Segmentation mask data
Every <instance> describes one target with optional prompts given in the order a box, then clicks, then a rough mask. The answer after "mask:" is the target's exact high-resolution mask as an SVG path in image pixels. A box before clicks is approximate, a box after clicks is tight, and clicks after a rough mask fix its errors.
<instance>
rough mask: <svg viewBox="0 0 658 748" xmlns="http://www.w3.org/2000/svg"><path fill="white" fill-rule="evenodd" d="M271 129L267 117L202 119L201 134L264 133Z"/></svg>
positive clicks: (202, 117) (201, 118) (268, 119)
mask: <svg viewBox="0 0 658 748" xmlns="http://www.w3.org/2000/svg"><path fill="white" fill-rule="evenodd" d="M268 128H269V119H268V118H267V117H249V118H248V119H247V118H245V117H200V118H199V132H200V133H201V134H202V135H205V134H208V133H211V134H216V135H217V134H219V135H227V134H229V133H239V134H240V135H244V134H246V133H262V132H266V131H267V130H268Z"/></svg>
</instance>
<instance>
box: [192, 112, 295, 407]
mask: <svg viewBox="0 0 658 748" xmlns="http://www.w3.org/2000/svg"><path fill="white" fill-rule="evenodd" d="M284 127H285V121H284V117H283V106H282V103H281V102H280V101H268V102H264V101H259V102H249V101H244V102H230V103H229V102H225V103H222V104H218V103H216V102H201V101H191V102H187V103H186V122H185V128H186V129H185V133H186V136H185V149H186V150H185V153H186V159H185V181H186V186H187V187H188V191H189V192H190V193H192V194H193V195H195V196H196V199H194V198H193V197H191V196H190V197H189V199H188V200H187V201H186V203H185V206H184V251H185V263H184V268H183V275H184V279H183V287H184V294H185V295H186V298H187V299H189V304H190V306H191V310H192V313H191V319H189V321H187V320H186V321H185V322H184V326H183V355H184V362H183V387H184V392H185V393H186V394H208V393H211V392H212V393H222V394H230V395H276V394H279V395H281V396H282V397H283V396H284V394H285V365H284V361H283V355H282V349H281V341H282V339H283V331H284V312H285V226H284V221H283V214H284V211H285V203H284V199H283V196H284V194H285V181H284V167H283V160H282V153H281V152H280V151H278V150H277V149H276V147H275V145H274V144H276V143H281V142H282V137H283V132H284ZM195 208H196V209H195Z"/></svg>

** Problem statement **
Every line from the data above that contains "rough" must appear in the answer.

** Written solution **
Every <instance> describes one target with optional prompts given in the order a box, then clicks, then a rough mask. The answer after "mask:" is the target's exact high-resolution mask as an SVG path in image pixels. A box before clicks is approximate, a box after clicks is tight, and clicks after a rough mask fix its errors.
rough mask: <svg viewBox="0 0 658 748" xmlns="http://www.w3.org/2000/svg"><path fill="white" fill-rule="evenodd" d="M271 129L267 117L202 119L201 134L264 133Z"/></svg>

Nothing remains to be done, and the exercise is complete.